> [Try it]:
Please repeat the records exactly. The pictures are to be left out.
··· Dataset excerpts ···
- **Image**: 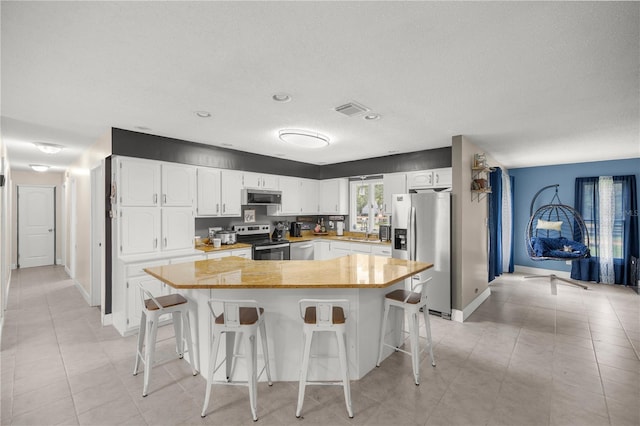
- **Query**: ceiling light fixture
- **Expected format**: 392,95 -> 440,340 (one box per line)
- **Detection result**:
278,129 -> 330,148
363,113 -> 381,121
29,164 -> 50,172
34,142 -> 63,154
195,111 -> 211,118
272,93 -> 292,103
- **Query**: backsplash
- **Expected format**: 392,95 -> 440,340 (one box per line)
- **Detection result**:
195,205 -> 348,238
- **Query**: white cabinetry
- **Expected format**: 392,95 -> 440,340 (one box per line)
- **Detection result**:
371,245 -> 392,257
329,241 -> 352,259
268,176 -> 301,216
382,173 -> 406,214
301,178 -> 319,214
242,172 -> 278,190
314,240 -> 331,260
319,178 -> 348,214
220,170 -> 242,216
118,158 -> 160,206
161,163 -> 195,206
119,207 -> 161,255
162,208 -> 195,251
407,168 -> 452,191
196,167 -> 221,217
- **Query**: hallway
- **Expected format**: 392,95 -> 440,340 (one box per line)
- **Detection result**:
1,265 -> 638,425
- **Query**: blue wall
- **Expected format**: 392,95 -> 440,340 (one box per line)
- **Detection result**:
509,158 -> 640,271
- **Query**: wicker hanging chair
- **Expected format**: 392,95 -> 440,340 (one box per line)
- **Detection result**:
···
> [Output]:
- **Image**: 
- **Query**: ceiling light fixture
- **Expected format**: 392,95 -> 440,340 (one box per line)
- **Detection result**:
278,129 -> 330,148
363,113 -> 381,121
29,164 -> 50,172
34,142 -> 63,154
195,111 -> 211,118
272,93 -> 292,103
- **Query**: backsplash
- **Expected format**: 392,95 -> 440,340 (one box per line)
- **Detection result**:
195,205 -> 348,238
- **Query**: white cabinetry
- **Expected format**: 392,95 -> 440,340 (one box per line)
- **Detection result**:
371,245 -> 392,257
329,241 -> 352,259
268,176 -> 301,216
382,173 -> 406,214
301,178 -> 319,214
242,172 -> 278,190
314,240 -> 331,260
319,178 -> 348,214
220,170 -> 242,216
118,158 -> 160,206
161,163 -> 195,206
119,207 -> 161,255
162,208 -> 195,251
407,168 -> 452,191
196,167 -> 221,217
- **Query**: hallway
- **Expected format**: 392,95 -> 440,340 (one box per line)
- **Detection result**:
1,265 -> 638,425
- **Query**: blue wall
- **Expected format**: 392,95 -> 440,340 (one box per line)
- **Detection result**:
509,158 -> 640,271
- **Query**: wicker hanging chair
- **Expected format**: 392,95 -> 440,340 (one box per line)
- **Detection result**:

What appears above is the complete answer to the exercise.